§ **Task instructions**: Everything from the line holding "Point to one spot on every instance of the yellow" through the final line of the entries below is to be duplicated exactly, and nothing outside that span.

§ **Records to use**:
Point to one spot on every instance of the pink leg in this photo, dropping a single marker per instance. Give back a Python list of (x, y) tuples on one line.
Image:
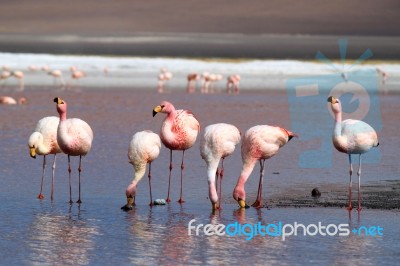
[(151, 196), (221, 175), (79, 170), (359, 184), (350, 185), (69, 171), (40, 196), (258, 202), (168, 200), (182, 167), (52, 177)]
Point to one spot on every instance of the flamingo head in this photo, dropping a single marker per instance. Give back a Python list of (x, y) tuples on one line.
[(61, 105), (130, 197), (164, 107), (335, 104)]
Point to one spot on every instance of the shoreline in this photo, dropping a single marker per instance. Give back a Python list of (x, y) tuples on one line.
[(203, 45)]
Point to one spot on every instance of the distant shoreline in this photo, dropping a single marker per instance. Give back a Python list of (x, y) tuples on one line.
[(194, 45)]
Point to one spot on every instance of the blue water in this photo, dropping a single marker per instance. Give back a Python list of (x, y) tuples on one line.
[(98, 232)]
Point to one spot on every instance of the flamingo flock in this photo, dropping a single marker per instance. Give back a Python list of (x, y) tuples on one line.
[(178, 132)]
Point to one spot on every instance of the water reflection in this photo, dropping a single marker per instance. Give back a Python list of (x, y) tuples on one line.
[(65, 239)]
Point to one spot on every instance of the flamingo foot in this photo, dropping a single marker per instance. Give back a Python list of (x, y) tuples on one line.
[(180, 201), (127, 207), (257, 204)]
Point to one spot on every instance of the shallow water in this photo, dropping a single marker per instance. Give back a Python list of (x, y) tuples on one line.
[(97, 232)]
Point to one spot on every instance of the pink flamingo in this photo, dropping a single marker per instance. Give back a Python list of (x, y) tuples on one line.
[(43, 141), (352, 137), (11, 101), (192, 79), (20, 76), (143, 149), (217, 142), (74, 136), (178, 132), (259, 143), (233, 84)]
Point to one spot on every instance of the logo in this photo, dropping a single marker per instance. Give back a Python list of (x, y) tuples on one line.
[(310, 118)]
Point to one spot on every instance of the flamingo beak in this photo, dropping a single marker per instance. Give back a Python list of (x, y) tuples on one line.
[(332, 100), (32, 152), (157, 110), (58, 100), (242, 203)]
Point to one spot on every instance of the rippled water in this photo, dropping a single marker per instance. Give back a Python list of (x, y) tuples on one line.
[(97, 232)]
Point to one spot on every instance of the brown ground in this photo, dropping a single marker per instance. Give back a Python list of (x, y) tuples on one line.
[(177, 28)]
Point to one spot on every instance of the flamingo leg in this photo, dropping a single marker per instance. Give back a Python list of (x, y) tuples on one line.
[(69, 171), (40, 196), (149, 175), (168, 200), (351, 183), (79, 170), (258, 202), (359, 184), (182, 167), (52, 177), (221, 175)]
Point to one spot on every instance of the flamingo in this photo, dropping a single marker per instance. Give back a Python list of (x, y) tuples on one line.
[(143, 149), (233, 84), (11, 101), (218, 141), (20, 76), (163, 77), (74, 136), (192, 79), (352, 137), (178, 132), (57, 74), (76, 74), (259, 144), (43, 141)]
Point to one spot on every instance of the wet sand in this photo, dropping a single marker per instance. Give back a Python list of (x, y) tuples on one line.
[(273, 29)]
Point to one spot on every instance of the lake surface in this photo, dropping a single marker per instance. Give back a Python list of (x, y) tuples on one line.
[(98, 232)]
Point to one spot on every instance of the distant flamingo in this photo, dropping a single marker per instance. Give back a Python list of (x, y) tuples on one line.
[(383, 74), (178, 132), (58, 76), (143, 149), (11, 101), (76, 75), (163, 77), (192, 79), (74, 136), (20, 76), (352, 137), (259, 143), (233, 84), (43, 141), (217, 142)]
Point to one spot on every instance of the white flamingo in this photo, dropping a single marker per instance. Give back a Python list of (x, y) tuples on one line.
[(352, 137), (43, 141), (74, 136), (218, 141), (143, 149)]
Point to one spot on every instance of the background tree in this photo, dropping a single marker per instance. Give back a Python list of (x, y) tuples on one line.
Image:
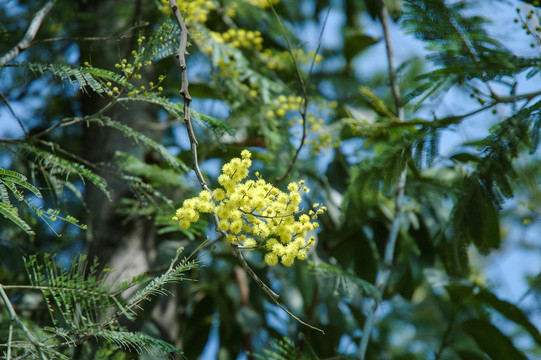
[(104, 138)]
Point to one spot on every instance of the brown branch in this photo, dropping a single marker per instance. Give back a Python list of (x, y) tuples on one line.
[(302, 107), (31, 33), (5, 100), (193, 142)]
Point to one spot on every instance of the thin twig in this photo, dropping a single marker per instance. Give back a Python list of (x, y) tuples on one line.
[(30, 34), (303, 106), (5, 100), (38, 345), (184, 91), (193, 141), (383, 274)]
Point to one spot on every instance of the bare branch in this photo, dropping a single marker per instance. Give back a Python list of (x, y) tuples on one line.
[(303, 106), (30, 34), (384, 273)]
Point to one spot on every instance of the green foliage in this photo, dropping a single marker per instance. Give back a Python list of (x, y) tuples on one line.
[(9, 180), (142, 344), (352, 283), (57, 166), (83, 76), (397, 265)]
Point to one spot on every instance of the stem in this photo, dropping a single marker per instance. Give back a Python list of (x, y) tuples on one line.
[(304, 106), (193, 145), (30, 34), (382, 277)]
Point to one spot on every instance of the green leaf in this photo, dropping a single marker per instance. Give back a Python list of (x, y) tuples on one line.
[(491, 340), (19, 179), (139, 342), (510, 311), (11, 213), (172, 160), (364, 286), (65, 167)]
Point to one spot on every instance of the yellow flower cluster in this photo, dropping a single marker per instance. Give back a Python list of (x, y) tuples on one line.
[(239, 38), (256, 214), (193, 11)]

§ **Final answer**:
Point to one spot on every instance of the yellow flower cluster in this photo, dropping a single marker per instance. Give back a Python list of (x, y) tuples on one line.
[(239, 38), (256, 214), (193, 11)]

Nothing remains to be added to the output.